[BEGIN]

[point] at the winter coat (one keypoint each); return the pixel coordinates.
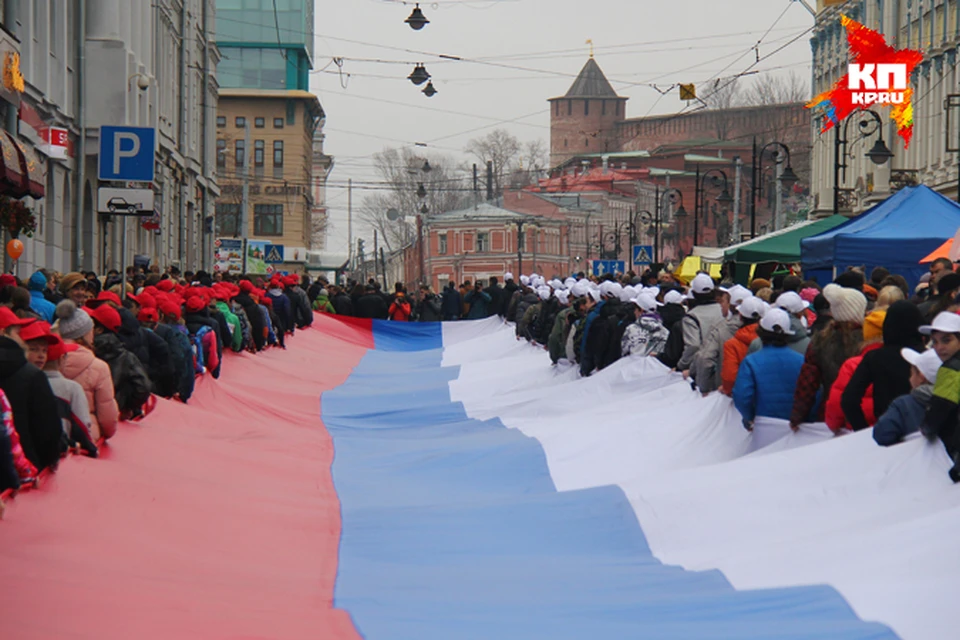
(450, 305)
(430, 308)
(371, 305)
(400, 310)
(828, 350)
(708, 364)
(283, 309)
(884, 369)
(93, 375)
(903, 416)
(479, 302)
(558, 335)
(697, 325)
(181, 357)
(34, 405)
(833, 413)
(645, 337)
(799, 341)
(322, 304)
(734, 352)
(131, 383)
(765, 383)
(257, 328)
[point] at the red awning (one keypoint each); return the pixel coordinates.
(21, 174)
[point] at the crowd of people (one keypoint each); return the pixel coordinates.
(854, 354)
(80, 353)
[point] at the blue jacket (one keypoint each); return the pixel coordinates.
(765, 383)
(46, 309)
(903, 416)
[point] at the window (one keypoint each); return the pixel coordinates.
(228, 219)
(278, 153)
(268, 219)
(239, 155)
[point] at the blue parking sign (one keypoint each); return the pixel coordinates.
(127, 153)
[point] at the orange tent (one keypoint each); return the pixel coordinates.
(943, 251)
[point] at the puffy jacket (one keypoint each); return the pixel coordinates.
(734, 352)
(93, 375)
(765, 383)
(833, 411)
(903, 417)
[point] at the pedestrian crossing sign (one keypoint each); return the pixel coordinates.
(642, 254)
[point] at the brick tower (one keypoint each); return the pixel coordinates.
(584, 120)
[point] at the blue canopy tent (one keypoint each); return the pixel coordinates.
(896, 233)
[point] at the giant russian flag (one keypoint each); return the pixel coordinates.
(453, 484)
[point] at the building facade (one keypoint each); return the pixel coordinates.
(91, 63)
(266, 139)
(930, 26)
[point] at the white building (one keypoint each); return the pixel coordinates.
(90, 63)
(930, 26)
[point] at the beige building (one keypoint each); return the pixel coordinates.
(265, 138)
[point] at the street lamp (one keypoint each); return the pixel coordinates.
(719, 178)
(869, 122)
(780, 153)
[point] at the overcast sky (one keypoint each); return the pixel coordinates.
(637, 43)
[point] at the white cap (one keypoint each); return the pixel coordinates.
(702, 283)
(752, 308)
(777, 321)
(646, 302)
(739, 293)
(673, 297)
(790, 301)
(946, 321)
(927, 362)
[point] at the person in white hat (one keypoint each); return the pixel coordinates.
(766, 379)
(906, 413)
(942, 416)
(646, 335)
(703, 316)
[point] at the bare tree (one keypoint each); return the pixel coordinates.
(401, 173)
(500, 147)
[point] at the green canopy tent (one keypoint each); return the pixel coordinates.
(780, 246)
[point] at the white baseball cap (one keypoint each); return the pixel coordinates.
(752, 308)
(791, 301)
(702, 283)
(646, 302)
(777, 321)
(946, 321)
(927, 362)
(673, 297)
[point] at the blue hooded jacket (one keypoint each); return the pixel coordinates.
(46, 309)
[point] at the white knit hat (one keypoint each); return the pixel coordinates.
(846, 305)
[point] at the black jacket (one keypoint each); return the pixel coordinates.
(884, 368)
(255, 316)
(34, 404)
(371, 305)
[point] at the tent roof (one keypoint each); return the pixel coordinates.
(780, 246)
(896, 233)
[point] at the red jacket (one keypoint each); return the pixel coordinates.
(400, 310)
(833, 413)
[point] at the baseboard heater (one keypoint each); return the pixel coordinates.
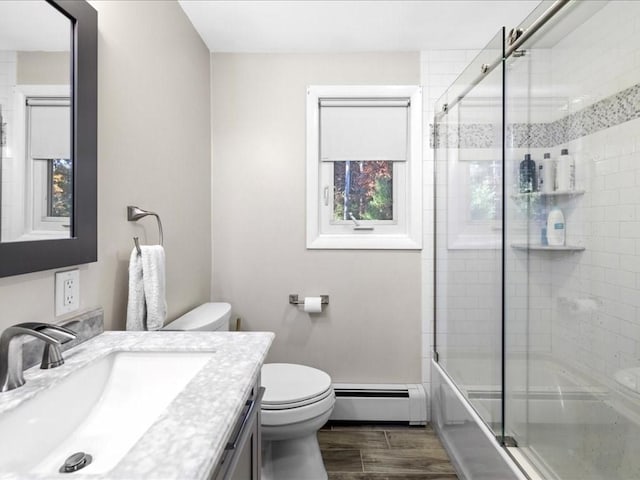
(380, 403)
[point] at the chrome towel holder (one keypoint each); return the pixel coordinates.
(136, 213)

[END]
[BEGIN]

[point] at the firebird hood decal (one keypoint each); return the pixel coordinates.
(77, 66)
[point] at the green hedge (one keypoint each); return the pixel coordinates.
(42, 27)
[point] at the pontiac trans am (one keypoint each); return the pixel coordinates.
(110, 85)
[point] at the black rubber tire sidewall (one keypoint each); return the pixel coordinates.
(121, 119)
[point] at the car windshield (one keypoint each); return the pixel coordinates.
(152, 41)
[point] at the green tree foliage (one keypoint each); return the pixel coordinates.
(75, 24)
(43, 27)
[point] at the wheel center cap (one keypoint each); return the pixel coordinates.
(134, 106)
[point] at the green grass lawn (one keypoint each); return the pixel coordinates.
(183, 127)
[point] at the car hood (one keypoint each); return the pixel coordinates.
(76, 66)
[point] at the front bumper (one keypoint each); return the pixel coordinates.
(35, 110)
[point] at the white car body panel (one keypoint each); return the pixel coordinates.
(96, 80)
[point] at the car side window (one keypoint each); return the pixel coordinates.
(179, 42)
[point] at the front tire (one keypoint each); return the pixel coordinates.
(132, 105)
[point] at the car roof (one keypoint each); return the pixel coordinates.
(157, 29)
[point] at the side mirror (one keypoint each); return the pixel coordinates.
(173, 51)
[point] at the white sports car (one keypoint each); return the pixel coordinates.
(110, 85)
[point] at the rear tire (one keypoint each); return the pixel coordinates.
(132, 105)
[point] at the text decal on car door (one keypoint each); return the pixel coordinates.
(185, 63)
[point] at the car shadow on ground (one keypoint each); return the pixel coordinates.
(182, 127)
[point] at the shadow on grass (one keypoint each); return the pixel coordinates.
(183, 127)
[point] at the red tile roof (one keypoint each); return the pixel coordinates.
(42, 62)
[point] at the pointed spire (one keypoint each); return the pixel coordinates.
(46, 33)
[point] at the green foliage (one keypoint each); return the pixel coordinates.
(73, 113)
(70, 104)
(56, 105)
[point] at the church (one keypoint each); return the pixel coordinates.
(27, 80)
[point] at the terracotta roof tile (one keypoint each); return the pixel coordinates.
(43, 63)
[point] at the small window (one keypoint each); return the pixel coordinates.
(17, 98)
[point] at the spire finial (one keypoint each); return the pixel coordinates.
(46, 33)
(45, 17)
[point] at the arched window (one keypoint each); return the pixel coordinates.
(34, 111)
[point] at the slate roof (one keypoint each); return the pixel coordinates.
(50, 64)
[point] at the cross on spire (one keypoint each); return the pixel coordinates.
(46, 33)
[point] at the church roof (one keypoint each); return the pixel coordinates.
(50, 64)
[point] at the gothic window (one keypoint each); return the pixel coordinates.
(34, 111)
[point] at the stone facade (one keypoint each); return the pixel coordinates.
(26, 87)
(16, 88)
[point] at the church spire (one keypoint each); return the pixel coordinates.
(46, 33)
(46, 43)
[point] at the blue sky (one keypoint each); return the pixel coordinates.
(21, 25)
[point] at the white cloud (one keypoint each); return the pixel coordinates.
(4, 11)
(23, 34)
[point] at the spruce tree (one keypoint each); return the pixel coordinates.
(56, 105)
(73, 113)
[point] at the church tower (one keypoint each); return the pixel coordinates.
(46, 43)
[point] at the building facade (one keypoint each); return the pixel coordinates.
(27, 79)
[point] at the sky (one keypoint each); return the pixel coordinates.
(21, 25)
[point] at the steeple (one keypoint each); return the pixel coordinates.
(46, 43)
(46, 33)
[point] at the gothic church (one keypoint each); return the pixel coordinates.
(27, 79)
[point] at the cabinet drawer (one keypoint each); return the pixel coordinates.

[END]
[BEGIN]

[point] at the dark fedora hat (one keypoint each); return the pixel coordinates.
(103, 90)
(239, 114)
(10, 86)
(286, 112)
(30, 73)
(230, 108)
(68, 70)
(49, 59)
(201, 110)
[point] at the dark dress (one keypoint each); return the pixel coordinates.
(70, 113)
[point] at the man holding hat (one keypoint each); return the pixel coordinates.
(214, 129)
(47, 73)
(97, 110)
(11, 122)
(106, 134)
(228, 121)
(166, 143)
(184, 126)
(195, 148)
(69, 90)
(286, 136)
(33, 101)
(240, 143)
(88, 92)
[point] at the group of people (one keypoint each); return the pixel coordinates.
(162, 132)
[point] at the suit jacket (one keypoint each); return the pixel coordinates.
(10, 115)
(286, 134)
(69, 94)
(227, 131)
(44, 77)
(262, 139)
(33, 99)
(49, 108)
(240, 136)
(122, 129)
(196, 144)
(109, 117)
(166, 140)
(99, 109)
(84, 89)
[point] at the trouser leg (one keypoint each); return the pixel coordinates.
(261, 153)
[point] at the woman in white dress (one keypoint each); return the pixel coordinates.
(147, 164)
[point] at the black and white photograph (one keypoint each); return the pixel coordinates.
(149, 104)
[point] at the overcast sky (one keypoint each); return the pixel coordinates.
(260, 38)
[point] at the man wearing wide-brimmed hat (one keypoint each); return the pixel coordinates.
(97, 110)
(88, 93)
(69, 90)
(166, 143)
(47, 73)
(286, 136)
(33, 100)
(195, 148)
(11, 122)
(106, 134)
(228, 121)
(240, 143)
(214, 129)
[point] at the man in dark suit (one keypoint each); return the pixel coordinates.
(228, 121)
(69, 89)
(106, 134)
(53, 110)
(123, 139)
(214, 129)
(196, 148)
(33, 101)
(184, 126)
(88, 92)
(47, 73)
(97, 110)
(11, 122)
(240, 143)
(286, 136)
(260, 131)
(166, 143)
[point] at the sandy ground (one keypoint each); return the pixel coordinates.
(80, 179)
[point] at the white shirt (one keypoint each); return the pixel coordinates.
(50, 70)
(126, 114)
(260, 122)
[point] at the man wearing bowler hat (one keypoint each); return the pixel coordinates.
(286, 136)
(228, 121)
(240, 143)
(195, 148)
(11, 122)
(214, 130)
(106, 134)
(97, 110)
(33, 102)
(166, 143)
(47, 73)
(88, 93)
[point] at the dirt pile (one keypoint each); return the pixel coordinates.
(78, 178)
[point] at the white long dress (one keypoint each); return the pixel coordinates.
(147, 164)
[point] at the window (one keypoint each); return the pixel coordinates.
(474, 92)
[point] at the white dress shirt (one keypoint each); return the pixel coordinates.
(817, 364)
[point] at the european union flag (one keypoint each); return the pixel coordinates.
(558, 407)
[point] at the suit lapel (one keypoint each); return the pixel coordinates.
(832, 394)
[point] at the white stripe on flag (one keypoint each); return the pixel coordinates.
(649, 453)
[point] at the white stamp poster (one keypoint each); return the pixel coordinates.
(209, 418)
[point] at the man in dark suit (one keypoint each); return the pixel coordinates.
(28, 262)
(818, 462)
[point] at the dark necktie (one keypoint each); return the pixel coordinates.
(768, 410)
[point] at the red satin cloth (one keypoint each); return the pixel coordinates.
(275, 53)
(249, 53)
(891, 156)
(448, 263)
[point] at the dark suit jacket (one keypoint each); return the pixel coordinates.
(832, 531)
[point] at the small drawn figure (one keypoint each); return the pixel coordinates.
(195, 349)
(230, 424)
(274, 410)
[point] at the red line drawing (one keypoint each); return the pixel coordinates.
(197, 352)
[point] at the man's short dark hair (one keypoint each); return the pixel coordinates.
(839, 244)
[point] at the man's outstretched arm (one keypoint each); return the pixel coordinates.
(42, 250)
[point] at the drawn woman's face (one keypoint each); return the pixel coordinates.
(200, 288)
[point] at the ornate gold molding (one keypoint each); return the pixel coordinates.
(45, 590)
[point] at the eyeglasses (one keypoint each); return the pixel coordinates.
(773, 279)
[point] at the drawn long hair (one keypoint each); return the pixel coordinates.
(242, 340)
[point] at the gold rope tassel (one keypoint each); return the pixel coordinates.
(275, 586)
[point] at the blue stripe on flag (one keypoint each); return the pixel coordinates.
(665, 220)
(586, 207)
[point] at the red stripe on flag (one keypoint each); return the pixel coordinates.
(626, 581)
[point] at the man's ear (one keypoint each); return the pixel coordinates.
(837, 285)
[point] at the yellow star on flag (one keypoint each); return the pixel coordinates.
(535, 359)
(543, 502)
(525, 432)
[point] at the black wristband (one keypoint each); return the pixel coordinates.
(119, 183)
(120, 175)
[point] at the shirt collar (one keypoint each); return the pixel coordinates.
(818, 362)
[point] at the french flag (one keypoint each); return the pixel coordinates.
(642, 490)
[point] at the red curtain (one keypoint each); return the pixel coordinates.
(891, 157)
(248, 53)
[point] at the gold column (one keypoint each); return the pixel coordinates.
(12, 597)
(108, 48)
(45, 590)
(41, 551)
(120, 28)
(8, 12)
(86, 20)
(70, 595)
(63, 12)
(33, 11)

[END]

— What to work on —
Count the lines in the rows above that contain the string "dark", treating case as significant. Give only the number.

— Solution to this task —
7